- Opening Delimiter -

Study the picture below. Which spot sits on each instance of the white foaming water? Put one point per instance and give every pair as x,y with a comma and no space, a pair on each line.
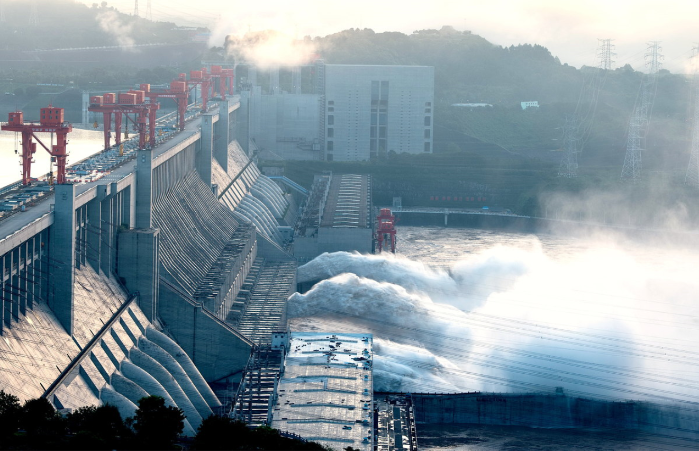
465,310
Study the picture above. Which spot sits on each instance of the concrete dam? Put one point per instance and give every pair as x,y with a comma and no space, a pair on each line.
158,279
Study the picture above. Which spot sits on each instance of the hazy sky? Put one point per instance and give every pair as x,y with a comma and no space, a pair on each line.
569,29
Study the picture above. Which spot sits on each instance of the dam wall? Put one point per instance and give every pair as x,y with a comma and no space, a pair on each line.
555,411
145,281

- Closing Delimiter -

• **ABOUT THIS TASK**
Reproduce only the lines running from the one with "of the hazy" through the final line of the listing above, both ends included.

• **REPLY TO THE EXERCISE**
Study the picture above. Which spot sits on each instance of the hazy sky? Put one point per instance and give every pair as x,y with a comma and no space, a pair on each line.
569,29
Study the picture above. Which spot sits on each instance of the dam wall? Put one point per instance and give every pair as x,y with a comma and no space, a pair on each line.
555,411
145,281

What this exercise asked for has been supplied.